Saturday, December 26, 2009

Christmas Cookies

On Christmas eve, Thayer and I made cookies.  We used this recipe, which was absolutely delicious, if you don't mind your cookies being made up of about half butter (mmmmmm).  I made colored sugar using some old food coloring, granulated white sugar, and a mortar and pestle.  I think it turned out pretty darn well!  Here are some of the cookies (the more boring shapes, i.e. heart, star, have been omitted and/or eaten before photos could be taken).
Things you can knit:

[T- Jessica was the only one making knitted themed cookies, for some reason...]

Things that live in the Fox River:

[T - I made the Dapnia and the round goby, and if they look kind of simple, it's because they were my first cookies, before I really got the hang of it]

With close-ups: Green Sunfish

And a really one:

Round Goby

 With a real round goby:
A Rotifer: Asplanchna

[T - I think making Asplanchna was cheating a bit.  I would have liked to see a little bit more complex one like Keratella]

with the 'real' Asplanchna

Sea lamprey

And a real sea lamprey

A spiny waterflea

And a real spiny waterflea (with a fishhook waterflea)

And finally, as per Bart's request, a (sideways) Daphnia

And a real Daphnia (this is actually one of the photos I took)

§ Raw data:

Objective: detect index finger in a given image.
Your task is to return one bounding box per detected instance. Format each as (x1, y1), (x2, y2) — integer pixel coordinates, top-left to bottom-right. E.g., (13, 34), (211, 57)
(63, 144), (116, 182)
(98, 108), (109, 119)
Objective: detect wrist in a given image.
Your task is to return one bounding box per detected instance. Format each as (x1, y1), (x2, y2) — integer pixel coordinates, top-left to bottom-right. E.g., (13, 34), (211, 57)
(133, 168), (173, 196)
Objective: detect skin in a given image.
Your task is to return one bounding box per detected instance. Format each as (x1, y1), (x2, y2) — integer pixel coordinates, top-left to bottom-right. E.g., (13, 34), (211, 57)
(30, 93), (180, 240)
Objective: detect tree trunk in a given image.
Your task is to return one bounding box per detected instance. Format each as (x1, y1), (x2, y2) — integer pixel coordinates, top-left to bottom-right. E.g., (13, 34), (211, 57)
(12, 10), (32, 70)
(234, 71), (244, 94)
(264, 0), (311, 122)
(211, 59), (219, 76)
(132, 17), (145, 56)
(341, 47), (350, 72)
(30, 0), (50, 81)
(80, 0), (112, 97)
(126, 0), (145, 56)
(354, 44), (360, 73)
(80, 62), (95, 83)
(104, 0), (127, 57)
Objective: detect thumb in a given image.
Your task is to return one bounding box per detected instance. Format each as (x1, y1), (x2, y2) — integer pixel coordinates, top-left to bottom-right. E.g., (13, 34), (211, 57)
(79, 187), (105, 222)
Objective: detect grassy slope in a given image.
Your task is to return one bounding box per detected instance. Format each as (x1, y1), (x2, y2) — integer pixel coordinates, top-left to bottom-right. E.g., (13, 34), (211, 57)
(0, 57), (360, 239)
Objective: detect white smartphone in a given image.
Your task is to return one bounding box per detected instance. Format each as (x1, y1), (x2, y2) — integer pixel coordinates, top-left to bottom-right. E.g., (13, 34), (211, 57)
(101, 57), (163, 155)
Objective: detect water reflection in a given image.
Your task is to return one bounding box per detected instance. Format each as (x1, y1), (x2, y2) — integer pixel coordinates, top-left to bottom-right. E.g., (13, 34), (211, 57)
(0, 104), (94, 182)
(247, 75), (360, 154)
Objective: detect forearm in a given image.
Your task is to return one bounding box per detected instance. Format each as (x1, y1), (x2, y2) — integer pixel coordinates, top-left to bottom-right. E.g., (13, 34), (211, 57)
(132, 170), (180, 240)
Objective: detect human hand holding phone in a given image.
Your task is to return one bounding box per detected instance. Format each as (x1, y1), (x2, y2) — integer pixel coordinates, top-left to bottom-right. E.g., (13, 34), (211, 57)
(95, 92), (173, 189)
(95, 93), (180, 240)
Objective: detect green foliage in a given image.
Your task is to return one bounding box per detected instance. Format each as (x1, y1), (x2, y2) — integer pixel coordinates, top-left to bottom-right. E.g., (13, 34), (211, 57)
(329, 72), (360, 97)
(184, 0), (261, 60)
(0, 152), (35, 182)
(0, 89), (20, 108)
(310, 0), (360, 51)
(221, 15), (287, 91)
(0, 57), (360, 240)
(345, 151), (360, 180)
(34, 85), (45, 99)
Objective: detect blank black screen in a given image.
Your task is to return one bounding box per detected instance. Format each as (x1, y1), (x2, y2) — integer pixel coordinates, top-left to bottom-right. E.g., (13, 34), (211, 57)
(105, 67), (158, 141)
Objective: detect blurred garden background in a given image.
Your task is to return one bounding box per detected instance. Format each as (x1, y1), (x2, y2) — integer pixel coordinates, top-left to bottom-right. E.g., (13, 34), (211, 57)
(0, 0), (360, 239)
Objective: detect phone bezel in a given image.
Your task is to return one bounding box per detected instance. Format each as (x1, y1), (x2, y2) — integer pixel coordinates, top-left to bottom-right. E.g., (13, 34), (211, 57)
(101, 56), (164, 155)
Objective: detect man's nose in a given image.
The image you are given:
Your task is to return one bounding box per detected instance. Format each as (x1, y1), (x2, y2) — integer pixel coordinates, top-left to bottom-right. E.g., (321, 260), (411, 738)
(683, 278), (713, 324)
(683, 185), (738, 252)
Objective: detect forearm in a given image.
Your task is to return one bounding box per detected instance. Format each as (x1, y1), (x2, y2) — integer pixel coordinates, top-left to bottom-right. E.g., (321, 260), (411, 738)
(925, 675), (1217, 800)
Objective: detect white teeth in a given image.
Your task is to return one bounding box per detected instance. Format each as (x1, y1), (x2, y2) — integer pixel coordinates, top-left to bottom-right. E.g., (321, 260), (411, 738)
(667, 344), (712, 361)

§ Exercises to complete:
1. Quote the Christmas cookie post from "On Christmas eve, Thayer" up to and including "could be taken).".
2. Extend the Christmas cookie post, picking up after its final sentence.
The material after the Christmas cookie post is separate from it.

§ Answers to the problems:
1.
On Christmas eve, Thayer and I made cookies.  We used this recipe, which was absolutely delicious, if you don't mind your cookies being made up of about half butter (mmmmmm).  I made colored sugar using some old food coloring, granulated white sugar, and a mortar and pestle.  I think it turned out pretty darn well!  Here are some of the cookies (the more boring shapes, i.e. heart, star, have been omitted and/or eaten before photos could be taken).

2.
Also, Thayer made a bunch of really cool dinosaur cookies

Clockwise from upper left: Velociraptor, Apatasaurus, Stegasaurus, and Plesiosaurus
A closeup on the Steggie, because it is so awesome:

[T - I dunno why my velociraptor didn't get a closeup, I thought it was pretty cool.  I guess this is what happens when you let Jessica take the pictures]

Okay, fine, here's a close up of the Velociraptor

And a HUGE damselfly nymph.  Unfortunately, this cookie broke a lot- segmentation doesn't work quite as well on cookies as it does on insects.

[T- also, cookies do not get stronger the bigger they are, they just get broken]

And a giraffe and an elephant.  The giraffe actually started out as my poor attempt at an Apatasaurus.

[T - Jessica also truly unleashed her creative energies at the end of cookie making when we had both lost steam, creating such masterpieces as "snowball," a round cookie, and "pile of smooshed cookie dough," which were no less delicious for their uninspired nature.  By this point I had already made a bunch of dinosaurs and was very done with cookie-making as well.

In other news, we are all alone in Gothic!  John is out visiting for Christmas and Billy headed back into Gunnison, but we're looking after the place just fine on our own.  We did weather station on Tuesday which went swimmingly (turns out getting up the hill on skis is not too bad, as long as you're not doing it in the middle of a blizzard) except for one little part at the end where one of my ski bindings broke!  We went into town today (I borrowed John's snowshoes) and took my skis to the Alpineer to have a look at them.  We shall see what they say about that.  The weather was beautiful for a town trip today, and the snow is nice and firm for really wonderful skiing and snowshoeing, so that was exciting!  We took the sled, because both of our parents gave us Christmas boxes to haul back to Gothic, but the snow was nice and compressed so the the sled actually slid instead of dragging like a big plastic anchor.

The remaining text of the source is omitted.